(Problem to solve)
Copy out the passage below on the public turning away from science, word for word and in full.

(Quoted text)
------------------------------------------------------------------------

Add to all this the fact that the public has understood at least two things rather clearly over the last half-century – that scientific ‘progress’ has severely harmed the natural environment that sustains us and very greatly magnified our power of mutual destruction through terrorism and war – and it’s no wonder any more that all over the world there has been of late a great ‘turning away’ from science, at least science of the ‘pure’ variety. Of course some wizards are still making vast fortunes by turning this or that application of science into enormously profitable businesses in the footsteps of Arkwright, Graham Bell, Edison, Brunel, Nobel and Eiffel – consider Steve Jobs, Bill Gates and the young founders of Google Inc – but if you take the public as a whole, all over the west science has become ‘uncool’ among the young, while India and China are ‘catching up’ only by supplying the western, or western-style industries in their own domains, with millions of ‘scientifically educated’ labourers who basically do the work of glorified drudges, even when they are well paid, to keep the wheels of conventional commerce and government turning: they have not been trained or encouraged to do any original thinking, so very little pathbreaking scientific creativity ought to be expected from them. At this rate, the Enlightenment dream of knowing everything there is to be known and applying it for the good of Man might turn out to have been a mirage indeed.

------------------------------------------------------------------------

[Detection items]
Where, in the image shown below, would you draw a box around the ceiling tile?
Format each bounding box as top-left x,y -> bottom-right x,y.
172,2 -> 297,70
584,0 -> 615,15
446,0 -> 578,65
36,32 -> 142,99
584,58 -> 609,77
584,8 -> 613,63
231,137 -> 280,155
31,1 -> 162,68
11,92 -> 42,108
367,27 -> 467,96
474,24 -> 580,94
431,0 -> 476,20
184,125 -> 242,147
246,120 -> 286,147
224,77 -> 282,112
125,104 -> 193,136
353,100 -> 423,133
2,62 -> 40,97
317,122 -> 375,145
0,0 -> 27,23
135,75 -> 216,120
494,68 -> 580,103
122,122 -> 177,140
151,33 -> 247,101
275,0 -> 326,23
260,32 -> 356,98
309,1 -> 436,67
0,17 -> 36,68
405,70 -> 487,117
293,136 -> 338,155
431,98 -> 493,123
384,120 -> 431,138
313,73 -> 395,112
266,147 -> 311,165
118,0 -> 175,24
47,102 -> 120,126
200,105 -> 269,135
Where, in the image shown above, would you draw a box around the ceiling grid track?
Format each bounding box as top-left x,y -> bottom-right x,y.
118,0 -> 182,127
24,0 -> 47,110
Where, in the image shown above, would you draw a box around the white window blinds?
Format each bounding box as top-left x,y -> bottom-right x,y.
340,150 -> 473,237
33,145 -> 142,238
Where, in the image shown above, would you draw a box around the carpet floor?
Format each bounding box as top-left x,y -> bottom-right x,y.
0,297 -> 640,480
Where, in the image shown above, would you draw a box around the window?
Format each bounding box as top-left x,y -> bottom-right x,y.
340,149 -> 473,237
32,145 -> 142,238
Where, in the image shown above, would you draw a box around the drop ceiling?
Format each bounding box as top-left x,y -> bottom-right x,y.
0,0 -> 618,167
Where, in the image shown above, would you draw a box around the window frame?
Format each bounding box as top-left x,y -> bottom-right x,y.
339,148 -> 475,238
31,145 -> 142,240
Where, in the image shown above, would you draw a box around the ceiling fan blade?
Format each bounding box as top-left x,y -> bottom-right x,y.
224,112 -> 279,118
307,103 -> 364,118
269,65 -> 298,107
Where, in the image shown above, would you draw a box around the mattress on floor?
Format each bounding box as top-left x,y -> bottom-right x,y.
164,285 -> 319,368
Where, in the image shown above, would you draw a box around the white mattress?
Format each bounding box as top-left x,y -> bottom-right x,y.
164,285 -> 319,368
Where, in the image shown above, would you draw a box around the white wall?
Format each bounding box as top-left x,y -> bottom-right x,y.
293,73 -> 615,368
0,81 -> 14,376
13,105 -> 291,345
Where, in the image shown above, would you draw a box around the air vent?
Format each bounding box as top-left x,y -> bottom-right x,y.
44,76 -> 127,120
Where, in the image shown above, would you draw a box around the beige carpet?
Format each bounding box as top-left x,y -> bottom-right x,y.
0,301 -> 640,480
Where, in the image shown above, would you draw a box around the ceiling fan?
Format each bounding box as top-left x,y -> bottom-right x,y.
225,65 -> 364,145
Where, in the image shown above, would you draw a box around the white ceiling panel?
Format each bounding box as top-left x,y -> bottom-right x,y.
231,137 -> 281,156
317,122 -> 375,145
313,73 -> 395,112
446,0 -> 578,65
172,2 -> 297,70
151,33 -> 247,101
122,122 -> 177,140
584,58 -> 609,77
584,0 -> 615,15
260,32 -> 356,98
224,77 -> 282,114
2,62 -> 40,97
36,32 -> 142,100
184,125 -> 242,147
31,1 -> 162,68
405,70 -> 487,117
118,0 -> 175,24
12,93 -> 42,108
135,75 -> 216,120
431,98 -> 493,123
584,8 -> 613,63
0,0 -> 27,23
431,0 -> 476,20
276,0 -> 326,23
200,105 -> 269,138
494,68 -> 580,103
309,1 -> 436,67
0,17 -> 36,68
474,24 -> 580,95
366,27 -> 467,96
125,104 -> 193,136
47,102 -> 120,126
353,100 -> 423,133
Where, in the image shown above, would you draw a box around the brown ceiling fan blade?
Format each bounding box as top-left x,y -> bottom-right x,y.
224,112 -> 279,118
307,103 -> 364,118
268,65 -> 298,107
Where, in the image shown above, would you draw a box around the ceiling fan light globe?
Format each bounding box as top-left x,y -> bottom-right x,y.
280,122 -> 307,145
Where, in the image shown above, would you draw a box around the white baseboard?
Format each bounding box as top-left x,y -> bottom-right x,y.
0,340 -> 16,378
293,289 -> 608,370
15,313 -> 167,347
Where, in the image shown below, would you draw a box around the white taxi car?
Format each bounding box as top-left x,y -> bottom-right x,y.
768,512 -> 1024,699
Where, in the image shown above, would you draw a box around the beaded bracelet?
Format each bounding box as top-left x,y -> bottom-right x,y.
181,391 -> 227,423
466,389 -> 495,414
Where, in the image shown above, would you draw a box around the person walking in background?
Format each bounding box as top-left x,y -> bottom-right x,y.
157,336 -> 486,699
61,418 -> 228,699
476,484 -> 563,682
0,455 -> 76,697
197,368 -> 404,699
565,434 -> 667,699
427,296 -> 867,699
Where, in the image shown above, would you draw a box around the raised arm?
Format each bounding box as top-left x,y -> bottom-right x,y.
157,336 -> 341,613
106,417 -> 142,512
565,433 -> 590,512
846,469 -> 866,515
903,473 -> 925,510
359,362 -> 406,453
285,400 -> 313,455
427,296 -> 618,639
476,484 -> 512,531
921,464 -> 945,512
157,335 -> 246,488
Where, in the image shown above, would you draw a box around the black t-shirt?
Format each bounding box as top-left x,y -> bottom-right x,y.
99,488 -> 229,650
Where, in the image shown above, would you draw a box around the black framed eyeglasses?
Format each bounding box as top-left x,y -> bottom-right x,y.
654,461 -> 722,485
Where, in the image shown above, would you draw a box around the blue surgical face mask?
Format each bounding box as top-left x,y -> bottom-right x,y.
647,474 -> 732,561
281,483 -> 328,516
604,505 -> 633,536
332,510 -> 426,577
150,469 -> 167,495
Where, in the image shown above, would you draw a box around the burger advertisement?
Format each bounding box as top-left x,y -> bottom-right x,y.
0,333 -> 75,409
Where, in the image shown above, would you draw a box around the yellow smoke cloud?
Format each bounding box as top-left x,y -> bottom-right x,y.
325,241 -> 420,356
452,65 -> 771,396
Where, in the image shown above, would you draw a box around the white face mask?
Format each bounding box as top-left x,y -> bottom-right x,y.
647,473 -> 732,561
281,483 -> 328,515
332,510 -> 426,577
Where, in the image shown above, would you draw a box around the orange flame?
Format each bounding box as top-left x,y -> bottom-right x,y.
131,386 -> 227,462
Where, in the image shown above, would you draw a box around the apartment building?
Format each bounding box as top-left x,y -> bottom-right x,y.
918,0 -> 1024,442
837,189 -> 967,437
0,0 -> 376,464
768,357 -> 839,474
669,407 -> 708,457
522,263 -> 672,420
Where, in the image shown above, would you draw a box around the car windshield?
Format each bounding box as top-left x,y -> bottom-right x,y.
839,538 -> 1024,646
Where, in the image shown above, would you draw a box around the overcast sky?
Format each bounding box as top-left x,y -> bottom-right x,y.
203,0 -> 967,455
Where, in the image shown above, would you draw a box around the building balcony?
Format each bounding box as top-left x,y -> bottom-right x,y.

------------------------------------------------------------------------

(Response to this task)
Add to all this the fact that the public has understood at least two things rather clearly over the last half-century – that scientific ‘progress’ has severely harmed the natural environment that sustains us and very greatly magnified our power of mutual destruction through terrorism and war – and it’s no wonder any more that all over the world there has been of late a great ‘turning away’ from science, at least science of the ‘pure’ variety. Of course some wizards are still making vast fortunes by turning this or that application of science into enormously profitable businesses in the footsteps of Arkwright, Graham Bell, Edison, Brunel, Nobel and Eiffel – consider Steve Jobs, Bill Gates and the young founders of Google Inc – but if you take the public as a whole, all over the west science has become ‘uncool’ among the young, while India and China are ‘catching up’ only by supplying the western, or western-style industries in their own domains, with millions of ‘scientifically educated’ labourers who basically do the work of glorified drudges, even when they are well paid, to keep the wheels of conventional commerce and government turning: they have not been trained or encouraged to do any original thinking, so very little pathbreaking scientific creativity ought to be expected from them. At this rate, the Enlightenment dream of knowing everything there is to be known and applying it for the good of Man might turn out to have been a mirage indeed.